Женщина с пятью паспортами. Повесть об удивительной судьбе - Татьяна Илларионовна Меттерних
Злость Александра вдруг сменилась ужасом, когда ветвь, согнувшись под моим весом, мягко опустила меня на склон сада.
Перед завтраком мы поочередно выбегали к близкому источнику за свежей холодной водой.
Однажды в воскресенье вечером мы возвратились из церкви, я, пытаясь определить по воздуху погоду, сильно ударилась головой об острый угол чугунного почтового ящика. Слишком оглушенная, чтобы плакать, я понуро брела позади других, и лишь во время завтрака мама заметила, оглядывая длинный стол с весело болтающими гостями, что я ничего не ем.
«Что с тобой?» – «Я ударилась головой и теперь даже не вижу тебя».

§ ЗАПИСИ
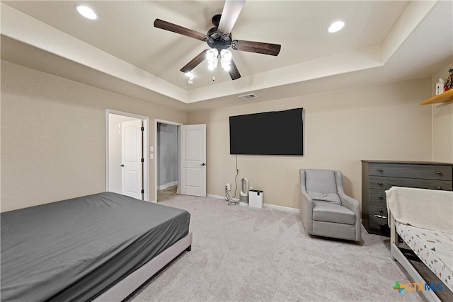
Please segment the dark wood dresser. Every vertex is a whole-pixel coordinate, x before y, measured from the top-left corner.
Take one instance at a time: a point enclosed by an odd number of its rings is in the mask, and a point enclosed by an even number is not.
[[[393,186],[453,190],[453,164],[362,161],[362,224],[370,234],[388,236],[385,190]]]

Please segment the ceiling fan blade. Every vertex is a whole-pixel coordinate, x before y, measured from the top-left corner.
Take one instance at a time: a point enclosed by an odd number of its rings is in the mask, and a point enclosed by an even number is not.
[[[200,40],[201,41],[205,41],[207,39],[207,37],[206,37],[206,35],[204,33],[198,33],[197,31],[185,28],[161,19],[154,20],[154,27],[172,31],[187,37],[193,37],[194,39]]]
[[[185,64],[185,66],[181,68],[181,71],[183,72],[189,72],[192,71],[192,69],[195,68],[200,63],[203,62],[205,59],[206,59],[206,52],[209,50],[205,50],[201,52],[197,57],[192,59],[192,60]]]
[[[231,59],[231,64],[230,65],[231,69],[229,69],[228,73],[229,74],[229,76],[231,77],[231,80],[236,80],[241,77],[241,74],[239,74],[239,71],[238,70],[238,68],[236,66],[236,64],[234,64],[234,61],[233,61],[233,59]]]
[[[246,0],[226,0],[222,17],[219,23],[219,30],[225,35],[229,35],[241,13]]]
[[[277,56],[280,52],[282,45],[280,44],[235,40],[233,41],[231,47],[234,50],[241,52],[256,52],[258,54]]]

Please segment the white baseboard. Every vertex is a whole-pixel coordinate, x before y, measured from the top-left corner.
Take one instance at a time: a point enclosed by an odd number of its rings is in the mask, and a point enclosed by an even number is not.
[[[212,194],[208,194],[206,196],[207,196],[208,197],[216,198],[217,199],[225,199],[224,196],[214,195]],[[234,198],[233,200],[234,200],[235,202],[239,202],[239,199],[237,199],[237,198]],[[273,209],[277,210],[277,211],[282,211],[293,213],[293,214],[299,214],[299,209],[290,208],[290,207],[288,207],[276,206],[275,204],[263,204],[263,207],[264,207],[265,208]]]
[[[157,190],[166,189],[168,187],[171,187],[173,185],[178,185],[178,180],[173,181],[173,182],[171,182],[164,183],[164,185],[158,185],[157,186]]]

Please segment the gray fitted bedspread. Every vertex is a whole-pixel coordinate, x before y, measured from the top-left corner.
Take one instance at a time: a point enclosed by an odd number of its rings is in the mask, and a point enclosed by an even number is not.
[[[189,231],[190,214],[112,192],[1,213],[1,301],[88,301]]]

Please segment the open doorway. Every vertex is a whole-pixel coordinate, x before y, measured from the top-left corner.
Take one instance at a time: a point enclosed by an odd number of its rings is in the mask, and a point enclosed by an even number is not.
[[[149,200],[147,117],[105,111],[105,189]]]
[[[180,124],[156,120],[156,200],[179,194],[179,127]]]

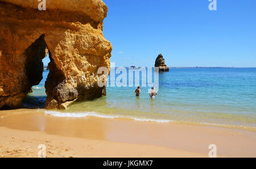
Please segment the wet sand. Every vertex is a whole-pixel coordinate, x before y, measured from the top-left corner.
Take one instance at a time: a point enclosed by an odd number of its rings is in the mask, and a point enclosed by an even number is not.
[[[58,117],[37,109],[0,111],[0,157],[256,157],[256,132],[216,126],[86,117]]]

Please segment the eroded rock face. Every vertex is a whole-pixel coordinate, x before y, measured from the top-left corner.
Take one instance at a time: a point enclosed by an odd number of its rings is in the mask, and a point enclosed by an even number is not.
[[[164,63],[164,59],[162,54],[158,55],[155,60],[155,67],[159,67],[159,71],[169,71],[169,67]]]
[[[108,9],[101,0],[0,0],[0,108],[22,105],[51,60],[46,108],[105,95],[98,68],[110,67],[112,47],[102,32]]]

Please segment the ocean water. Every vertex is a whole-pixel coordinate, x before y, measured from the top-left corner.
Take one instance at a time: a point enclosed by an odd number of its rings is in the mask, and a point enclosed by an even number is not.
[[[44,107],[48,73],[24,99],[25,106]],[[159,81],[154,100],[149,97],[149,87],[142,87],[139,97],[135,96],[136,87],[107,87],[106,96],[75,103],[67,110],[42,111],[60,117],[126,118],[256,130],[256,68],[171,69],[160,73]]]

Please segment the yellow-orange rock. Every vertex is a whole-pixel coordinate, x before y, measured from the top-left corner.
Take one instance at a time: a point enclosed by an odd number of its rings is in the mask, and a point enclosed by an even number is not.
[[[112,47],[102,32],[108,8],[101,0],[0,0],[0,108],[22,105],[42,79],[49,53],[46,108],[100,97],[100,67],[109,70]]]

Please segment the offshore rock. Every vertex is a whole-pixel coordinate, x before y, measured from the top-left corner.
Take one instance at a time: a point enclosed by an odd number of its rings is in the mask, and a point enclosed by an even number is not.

§ ЗАДАНИЯ
**A.** Перепишите без изменений строки записей, начиная со строки с «Please segment the white» и заканчивая строкой с «[[[189,231],[190,214],[112,192],[1,213],[1,301],[88,301]]]», причем обе эти строки тоже входят в ответ.
**B.** Напишите продолжение отрывка из повести о женщине с пятью паспортами, начиная сразу после последнего приведенного в нем предложения.
Текст и записи представляют собой отдельные, не связанные между собой материалы.

§ ОТВЕТЫ К ЗАДАНИЯМ
**A.**
Please segment the white baseboard. Every vertex is a whole-pixel coordinate, x before y, measured from the top-left corner.
Take one instance at a time: a point enclosed by an odd number of its rings is in the mask, and a point enclosed by an even number is not.
[[[212,194],[208,194],[206,196],[207,196],[208,197],[216,198],[217,199],[225,199],[224,196],[214,195]],[[234,198],[233,200],[234,200],[235,202],[239,202],[239,199],[237,199],[237,198]],[[273,209],[277,210],[277,211],[282,211],[293,213],[293,214],[299,214],[299,209],[290,208],[290,207],[288,207],[276,206],[275,204],[263,204],[263,207],[264,207],[265,208]]]
[[[157,190],[166,189],[168,187],[171,187],[173,185],[178,185],[178,180],[173,181],[173,182],[171,182],[164,183],[164,185],[158,185],[157,186]]]

Please segment the gray fitted bedspread. Every vertex is a whole-pixel coordinate, x before y, measured from the top-left corner.
Take one instance at a time: a point enclosed by an odd number of its rings is in the mask, and a point enclosed by an even number is not.
[[[189,231],[190,214],[112,192],[1,213],[1,301],[88,301]]]

**B.**
Меня спешно привели в спальню мама и уложили в её постель. Мама много часов просидела в темноте около меня, читая книгу в свете тонкого луча, проникающего через щель занавеса. Доктор приходил и уходил, мешочки со льдом прикладывались к моей голове. Временами я дремала и в полусознании замечала часы «Breguet», отблескивающие золотом: их крошечные шестерёнки вращались за стеклянной дверцей, их мягкое тикание отсчитывало время. Многочисленные русские эмигранты, после революции, как косяк перелётных птиц, слетевшиеся в Баден-Баден, внесли краски и жизнь в повседневность, которая в другое время ограничивалась несколькими парами пожилых супругов, которые попивали целебную воду и выводили гулять своих собак.
Городок трепетно сохранял манившее к себе прошлое, не забывая тех далеких дней, когда князь Меншиков на лихой тройке белых лошадей проезжал вниз по аллее Лихтенталь, когда Тургенев жил напротив Бреннерс-парк-отеля, а какой-то великий князь, как вспоминали старожилы, ездил постоянно со своим итальянским фонтаном, который каждый раз вновь выставлялся перед его окнами и должен был приводиться в действие. Ещё удивительнее было то, что его лейб-медик возил с собой фортепиано. «Как будто бы в Германии ему не смогут предоставить инструмент», – говорили жители ехидно, поражённые грандиозным расточительством.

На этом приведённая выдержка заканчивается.